▸ TASK DESCRIPTION: Transcribe the full listing exactly, and drop every picture.
START DATA ROWS
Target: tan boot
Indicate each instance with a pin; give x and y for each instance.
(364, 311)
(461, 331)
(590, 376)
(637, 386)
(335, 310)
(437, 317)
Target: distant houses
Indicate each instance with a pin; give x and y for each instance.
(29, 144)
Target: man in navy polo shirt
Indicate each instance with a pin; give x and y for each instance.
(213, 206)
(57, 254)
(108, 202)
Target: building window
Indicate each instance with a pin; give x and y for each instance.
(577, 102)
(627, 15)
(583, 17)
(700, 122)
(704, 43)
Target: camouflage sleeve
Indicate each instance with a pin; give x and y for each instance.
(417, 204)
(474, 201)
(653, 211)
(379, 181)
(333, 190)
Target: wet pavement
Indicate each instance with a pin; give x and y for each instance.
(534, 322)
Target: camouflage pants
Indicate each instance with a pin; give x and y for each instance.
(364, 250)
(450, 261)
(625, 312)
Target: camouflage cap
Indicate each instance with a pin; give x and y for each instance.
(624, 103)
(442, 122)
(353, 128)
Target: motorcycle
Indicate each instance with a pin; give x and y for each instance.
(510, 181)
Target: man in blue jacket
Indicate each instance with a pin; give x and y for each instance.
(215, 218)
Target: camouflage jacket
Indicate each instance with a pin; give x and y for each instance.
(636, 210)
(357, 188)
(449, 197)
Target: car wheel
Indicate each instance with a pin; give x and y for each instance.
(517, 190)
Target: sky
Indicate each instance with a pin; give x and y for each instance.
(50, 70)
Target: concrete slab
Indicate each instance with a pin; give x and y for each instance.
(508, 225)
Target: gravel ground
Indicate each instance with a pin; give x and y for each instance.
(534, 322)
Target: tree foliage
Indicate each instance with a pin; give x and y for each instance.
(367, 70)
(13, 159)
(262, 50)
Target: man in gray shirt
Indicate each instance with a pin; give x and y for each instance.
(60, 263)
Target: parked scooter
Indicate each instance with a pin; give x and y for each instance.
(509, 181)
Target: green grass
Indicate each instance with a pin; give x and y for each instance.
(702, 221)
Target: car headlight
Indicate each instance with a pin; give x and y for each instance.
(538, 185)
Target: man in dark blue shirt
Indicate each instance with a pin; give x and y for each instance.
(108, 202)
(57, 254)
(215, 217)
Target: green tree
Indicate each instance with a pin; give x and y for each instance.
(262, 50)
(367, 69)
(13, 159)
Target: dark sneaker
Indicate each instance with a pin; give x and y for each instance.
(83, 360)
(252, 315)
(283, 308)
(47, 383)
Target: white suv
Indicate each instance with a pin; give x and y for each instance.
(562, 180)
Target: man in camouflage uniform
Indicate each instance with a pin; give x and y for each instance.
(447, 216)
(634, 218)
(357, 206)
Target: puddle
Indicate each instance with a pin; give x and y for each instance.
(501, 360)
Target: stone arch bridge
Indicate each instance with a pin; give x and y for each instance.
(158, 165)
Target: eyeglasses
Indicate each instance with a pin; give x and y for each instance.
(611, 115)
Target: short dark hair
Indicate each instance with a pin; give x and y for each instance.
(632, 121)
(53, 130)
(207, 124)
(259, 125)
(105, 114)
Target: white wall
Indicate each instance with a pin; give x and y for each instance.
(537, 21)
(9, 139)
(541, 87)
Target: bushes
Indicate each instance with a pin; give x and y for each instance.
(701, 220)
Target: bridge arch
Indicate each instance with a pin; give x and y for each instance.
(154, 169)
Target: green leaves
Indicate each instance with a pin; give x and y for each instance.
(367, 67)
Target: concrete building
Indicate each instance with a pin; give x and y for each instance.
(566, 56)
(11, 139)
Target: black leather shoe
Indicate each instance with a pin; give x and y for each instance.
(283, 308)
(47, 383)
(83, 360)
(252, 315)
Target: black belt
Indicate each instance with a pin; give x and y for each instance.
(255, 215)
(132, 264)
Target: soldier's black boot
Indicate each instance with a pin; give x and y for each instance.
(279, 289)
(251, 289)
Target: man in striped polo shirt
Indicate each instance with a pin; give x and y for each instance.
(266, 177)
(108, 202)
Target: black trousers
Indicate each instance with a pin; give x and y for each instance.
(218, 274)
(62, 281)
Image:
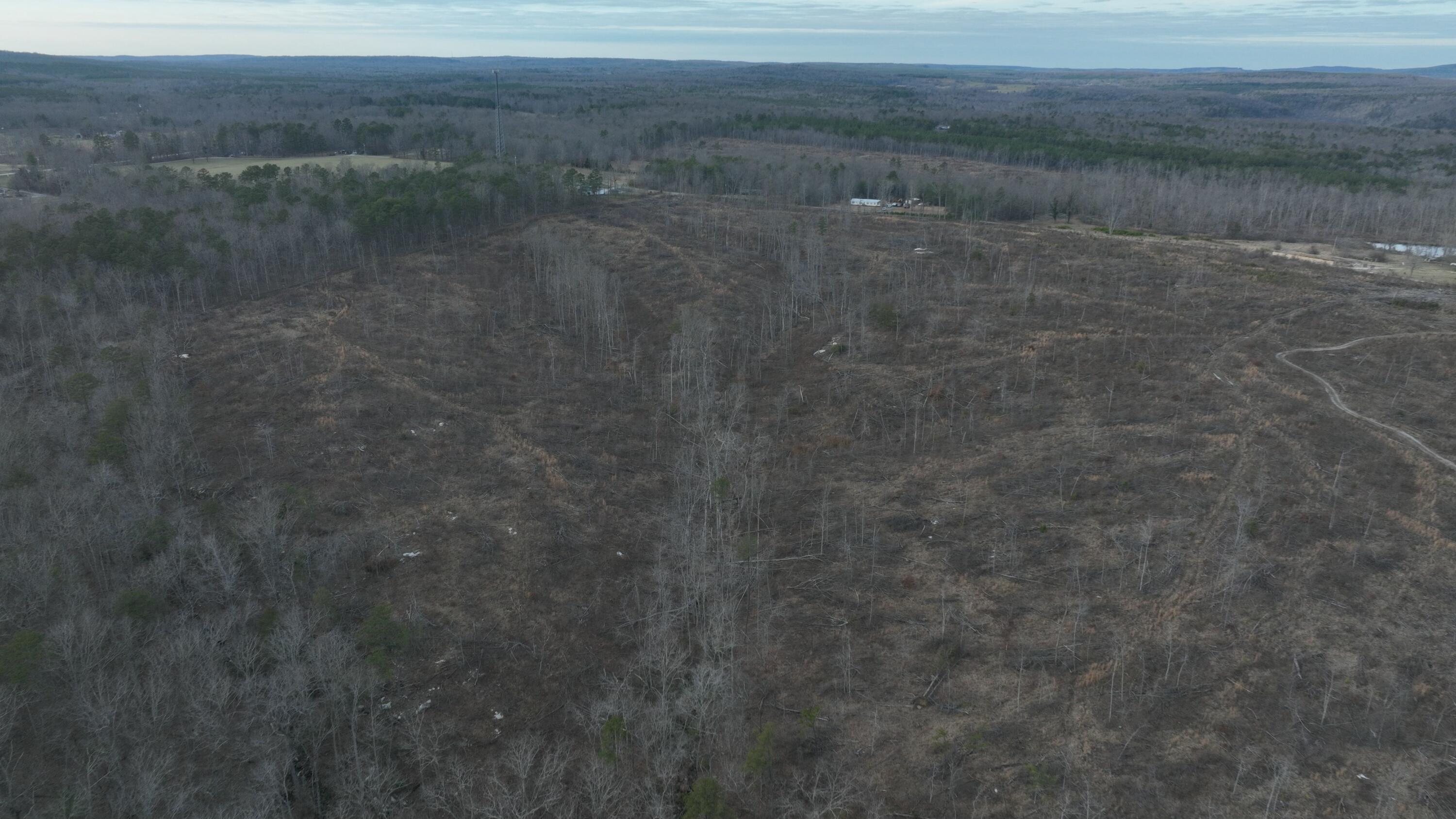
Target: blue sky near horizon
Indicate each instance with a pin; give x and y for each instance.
(1078, 34)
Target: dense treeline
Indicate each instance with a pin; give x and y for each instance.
(213, 236)
(1031, 140)
(182, 639)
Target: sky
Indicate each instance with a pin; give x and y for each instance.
(1074, 34)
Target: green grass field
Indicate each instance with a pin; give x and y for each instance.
(236, 165)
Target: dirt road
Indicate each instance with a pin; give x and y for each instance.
(1340, 404)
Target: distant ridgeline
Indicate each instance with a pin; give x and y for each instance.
(1031, 140)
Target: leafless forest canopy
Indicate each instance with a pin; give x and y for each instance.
(350, 468)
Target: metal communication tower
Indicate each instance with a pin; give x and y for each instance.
(500, 136)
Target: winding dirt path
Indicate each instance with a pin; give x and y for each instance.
(1340, 404)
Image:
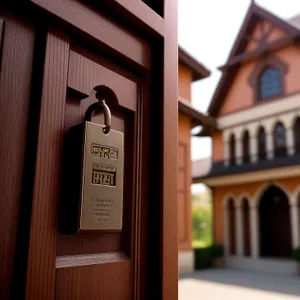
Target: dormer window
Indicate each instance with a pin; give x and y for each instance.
(267, 78)
(270, 83)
END DATA ROWS
▸ SOLUTION TO THE PROBLEM:
Target: tan boot
Indicate each instance with a pin; give x and y for each instance.
(364, 311)
(461, 331)
(590, 376)
(637, 386)
(335, 310)
(437, 317)
Target: distant houses
Indicate each instance with a pin; give x and y for each instance.
(29, 144)
Target: man in navy polo shirt
Indicate each instance with a pin; give x and y for each instance.
(213, 206)
(57, 254)
(108, 202)
Target: building window
Indicate each instance with a pin; give x and y for each instance.
(577, 102)
(627, 15)
(583, 17)
(700, 122)
(704, 43)
Target: camouflage sleeve
Indicate each instance with a pin; give x and y for each instance.
(417, 204)
(474, 201)
(653, 211)
(379, 181)
(333, 190)
Target: wet pavement
Indicate each instance with a pin; give x and y for each instance.
(534, 322)
Target: camouflage pants
Indicate each instance with a pin; give x and y for each instance.
(364, 250)
(450, 261)
(625, 312)
Target: camouflage cap
Indicate each instance with a pin; give x and y for each instance.
(624, 103)
(442, 122)
(353, 128)
Target: motorcycle
Indicate each instance with a pin; give x and y for each instance.
(510, 181)
Target: man in blue jacket
Indicate each instance with a pin; give x and y for each instance.
(215, 218)
Target: camouflage jacket
Indicate each instance with a pin; give x and y for each instance.
(636, 210)
(357, 188)
(449, 197)
Target: car wheel
Indicate each instance with a pin; give x and y for each instance.
(517, 190)
Target: sky
Indicate each instance with a pin; give x and y for each instance.
(50, 70)
Target: concrete slab
Indicate each instance with a pin; give x and y for each instance.
(508, 225)
Target: gravel ground
Indicate each instance with a pin; give x and y for each instance.
(534, 322)
Target: tree foliage
Indicate each instance with a pin; give x and y for each instance.
(367, 70)
(13, 159)
(262, 50)
Target: man in gray shirt
Indicate each instance with a pin; give x and y for each instance.
(60, 263)
Target: parked scooter
Indicate each instance with a pin; give x and y for each instance.
(509, 181)
Target: green grass
Indicate each instance with a pin; give x and y for each instance.
(702, 221)
Target: car headlight
Indicate each instance with a pin; give x and y for each instance.
(538, 185)
Target: man in dark blue shirt
Indicate each instance with a pin; give x and y for each instance.
(108, 202)
(57, 254)
(215, 217)
Target: green tree
Indicate each instance with a pin; give x and y for each instance.
(262, 50)
(367, 69)
(13, 159)
Target: dark sneaker
Indicate each instance with a pin; give x and y for each instance.
(83, 360)
(252, 315)
(283, 308)
(47, 383)
Target: white suv
Indicate each instance with a pin; give x and y for each instance.
(562, 180)
Target: man in camouflage uniform
Indicate each instance with a pin; give x and y for each instance.
(447, 216)
(634, 218)
(357, 206)
Target: puddle
Indicate each instance with a pin; give x and y for each instance.
(501, 360)
Target: stone arch bridge
Indicate each instance with a pin; give x and y for each instance.
(158, 165)
Target: eyeglasses
Indicate each instance with a pin; give x and y for each instance.
(611, 115)
Target: short dark hair
Indicate each instance with a pin; give x and y for each instance.
(632, 121)
(53, 130)
(207, 124)
(259, 125)
(105, 114)
Target: white wall
Indicate each instance with a pin; give x and y for each instance.
(537, 21)
(9, 139)
(541, 87)
Target: bushes
Indicate each instance with a pin; give x and y for each instance.
(701, 220)
Target: bridge arch
Indicate each instance with a pin; give x and y for each instance.
(154, 169)
Target: green leaves
Indicate each instance with a pin; give x and y for each instance.
(367, 67)
Target: concrete building
Indicate each instance with a pin; give x and y for each instance.
(566, 56)
(11, 139)
Target: black leather shoe
Indicate each instance with a pin; give x and y for each instance.
(283, 308)
(47, 383)
(83, 360)
(252, 315)
Target: black belt
Indicate each instance with a pin; give x and y for each instance.
(255, 215)
(132, 264)
Target: soldier's black boot
Indicate each instance with a pin; give x and y for each instance.
(279, 289)
(251, 289)
Target: man in striped polo shirt
Indicate each instance with a pin; give x and y for each instance.
(266, 177)
(108, 202)
Target: black trousers
Indicate each instance with a pin; give x and y for each instance.
(218, 274)
(62, 281)
Image:
Target: blue sky near horizon
Indicate each instance with a pin; give x and y for each instance.
(1078, 34)
Target: dense treeline
Indicate each instance with a pin; give x and y for each instance.
(213, 236)
(1031, 140)
(182, 639)
Target: sky
Indicate each instance with a pin; give x and y for each instance.
(1074, 34)
Target: green grass field
Indicate each instance with a pin; give x and y for each instance.
(236, 165)
Target: dirt road
Indicate each instance with a pin; give x and y for each instance.
(1340, 404)
Target: distant ridgeline
Indicate each instance with a pin; give x and y for each instance.
(1031, 140)
Target: leafless forest canopy
Indicate each instance with a pin; give x and y for each instance.
(350, 468)
Target: metal communication tower
Indicate each instance with a pin; give x and y for each instance.
(500, 136)
Target: winding dirt path
Indicate each instance with a pin; give x and y for each instance.
(1340, 404)
Image:
Target: dormer window
Indicate each instance with a pin; give x and y for each instance.
(267, 78)
(270, 83)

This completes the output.